▸ **OBJETIVO A**
Nas entradas, reescreva as linhas desde a que contém "Question. Locate the blue t-shirt" até a que contém "x=262 y=145", inclusive, trocando "girl's hand" por "child's hand" e mantendo todo o resto igual.

▸ **TEXTO FORNECIDO**
----------------------------------------

Castanheiros protegem 87 mil km² de floresta na Amazônia na Bolívia
Molhado de suor e em meio ao ataque de mosquitos, Jorge Lengua vai recolhendo do solo os frutos escurecidos dos quais extrai a castanha-do-pará. Junto a um exército de "castanheiros", tira proveito da floresta sem arrancar uma árvore sequer.
Em 2020, a Bolívia chegou a ser o principal exportador da castanha-do-pará ou castanha em casca, segundo a ONG Instituto Boliviano de Comércio Externo (IBCE).
Entre dezembro e março, Lengua, um agricultor de 56 anos, entra em um reserva indígena em busca das sementes de Bertholletia excelsa, uma árvore nativa da América do Sul que pode alcançar os 60 metros de altura e viver até 1.000 anos.

----------------------------------------

▸ **OBJETIVO B**
Escreva a continuação do texto sobre os castanheiros da Amazônia boliviana a partir do ponto em que ele termina.

----------------------------------------

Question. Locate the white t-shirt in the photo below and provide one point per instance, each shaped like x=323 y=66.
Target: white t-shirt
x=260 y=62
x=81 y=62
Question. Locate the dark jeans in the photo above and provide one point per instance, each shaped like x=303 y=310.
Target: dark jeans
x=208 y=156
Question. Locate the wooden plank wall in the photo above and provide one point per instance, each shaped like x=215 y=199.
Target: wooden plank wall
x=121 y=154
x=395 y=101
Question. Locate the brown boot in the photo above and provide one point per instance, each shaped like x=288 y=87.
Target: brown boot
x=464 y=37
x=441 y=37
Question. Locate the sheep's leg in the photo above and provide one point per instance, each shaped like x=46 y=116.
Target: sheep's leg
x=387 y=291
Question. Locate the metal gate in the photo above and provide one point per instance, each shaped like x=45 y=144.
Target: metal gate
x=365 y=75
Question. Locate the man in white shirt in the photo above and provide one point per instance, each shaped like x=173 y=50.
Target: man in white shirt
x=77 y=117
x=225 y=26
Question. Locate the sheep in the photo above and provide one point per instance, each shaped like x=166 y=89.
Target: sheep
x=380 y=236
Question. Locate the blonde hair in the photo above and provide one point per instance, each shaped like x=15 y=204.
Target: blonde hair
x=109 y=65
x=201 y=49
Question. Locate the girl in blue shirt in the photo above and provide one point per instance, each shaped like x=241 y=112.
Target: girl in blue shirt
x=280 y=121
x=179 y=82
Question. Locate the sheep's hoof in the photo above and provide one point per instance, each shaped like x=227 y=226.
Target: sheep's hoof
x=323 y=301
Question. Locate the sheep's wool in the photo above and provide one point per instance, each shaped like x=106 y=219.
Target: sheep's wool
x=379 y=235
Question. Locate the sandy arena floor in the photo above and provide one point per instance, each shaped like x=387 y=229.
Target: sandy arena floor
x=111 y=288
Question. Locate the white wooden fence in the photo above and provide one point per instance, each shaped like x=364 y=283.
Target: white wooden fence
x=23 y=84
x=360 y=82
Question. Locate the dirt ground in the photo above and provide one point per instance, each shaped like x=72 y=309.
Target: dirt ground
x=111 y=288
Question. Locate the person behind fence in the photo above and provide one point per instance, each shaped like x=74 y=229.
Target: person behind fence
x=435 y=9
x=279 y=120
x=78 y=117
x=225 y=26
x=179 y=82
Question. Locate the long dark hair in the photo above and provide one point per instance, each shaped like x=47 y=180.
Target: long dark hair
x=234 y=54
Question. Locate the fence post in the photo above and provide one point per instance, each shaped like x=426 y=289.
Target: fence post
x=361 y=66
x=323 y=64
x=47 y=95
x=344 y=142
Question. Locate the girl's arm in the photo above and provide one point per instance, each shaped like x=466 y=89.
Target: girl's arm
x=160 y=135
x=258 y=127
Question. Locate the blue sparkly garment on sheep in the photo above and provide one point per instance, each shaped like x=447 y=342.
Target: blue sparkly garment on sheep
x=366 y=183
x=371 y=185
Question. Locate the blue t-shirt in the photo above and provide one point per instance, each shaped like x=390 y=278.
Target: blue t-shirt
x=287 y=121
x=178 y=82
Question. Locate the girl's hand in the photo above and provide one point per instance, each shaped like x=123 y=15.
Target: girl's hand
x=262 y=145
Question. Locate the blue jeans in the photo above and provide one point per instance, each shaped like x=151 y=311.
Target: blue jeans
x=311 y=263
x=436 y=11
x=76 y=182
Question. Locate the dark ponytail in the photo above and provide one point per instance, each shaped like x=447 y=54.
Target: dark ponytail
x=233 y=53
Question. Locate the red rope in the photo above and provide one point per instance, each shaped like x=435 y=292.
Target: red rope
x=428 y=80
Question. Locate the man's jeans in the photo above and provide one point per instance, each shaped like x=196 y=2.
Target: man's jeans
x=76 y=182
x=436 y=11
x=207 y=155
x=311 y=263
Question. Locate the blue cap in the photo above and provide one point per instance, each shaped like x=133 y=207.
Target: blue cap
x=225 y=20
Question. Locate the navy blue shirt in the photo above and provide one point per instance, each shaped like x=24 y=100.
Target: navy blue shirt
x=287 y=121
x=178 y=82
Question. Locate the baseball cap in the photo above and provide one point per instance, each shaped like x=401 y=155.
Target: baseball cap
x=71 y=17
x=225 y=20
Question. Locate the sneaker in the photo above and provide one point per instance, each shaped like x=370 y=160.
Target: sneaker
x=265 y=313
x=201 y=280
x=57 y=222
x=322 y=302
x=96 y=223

----------------------------------------

▸ **RESPOSTA A**
Question. Locate the blue t-shirt in the photo above and provide one point per instance, each shaped like x=390 y=278.
Target: blue t-shirt
x=287 y=121
x=178 y=82
Question. Locate the child's hand in the photo above and provide one point per instance, each shaped like x=123 y=15.
Target: child's hand
x=262 y=145

▸ **RESPOSTA B**
A floresta está a aproximadamente 60 quilômetros de sua casa em Luz de América, um povoado do departamento de Pando, no norte da Bolívia, próximo à fronteira com o Peru e o Brasil.
"A vida do castanheiro é um pouco arriscada (...). A mata é densa, há cobras, insetos como a buna (formiga-cabo-verde), escorpiões e centopeias", explica.
Para evitar as picadas, Lengua usa uma vara que funciona como uma espécie de pinça. Além dos animais, o vento e a chuva derrubam os frutos sobre a cabeça dos castanheiros.
Lengua vai e vem na floresta, enchendo e esvaziando sacos com sementes junto com seu filho Jorge, de 25 anos. Até 80.000 famílias indígenas participam da colheita de castanha, segundo Luis Larrea, coordenador da Associação Boliviana para a Pesquisa e Conservação de Ecossistemas Andino-Amazônico.
Apesar de sua produção representar apenas 1% ou 2% do PIB boliviano, o mais importante é seu impacto ambiental, com a "conservação de 87 mil km² de floresta, 7% da superfície total de florestas do país", destaca o especialista para a AFP.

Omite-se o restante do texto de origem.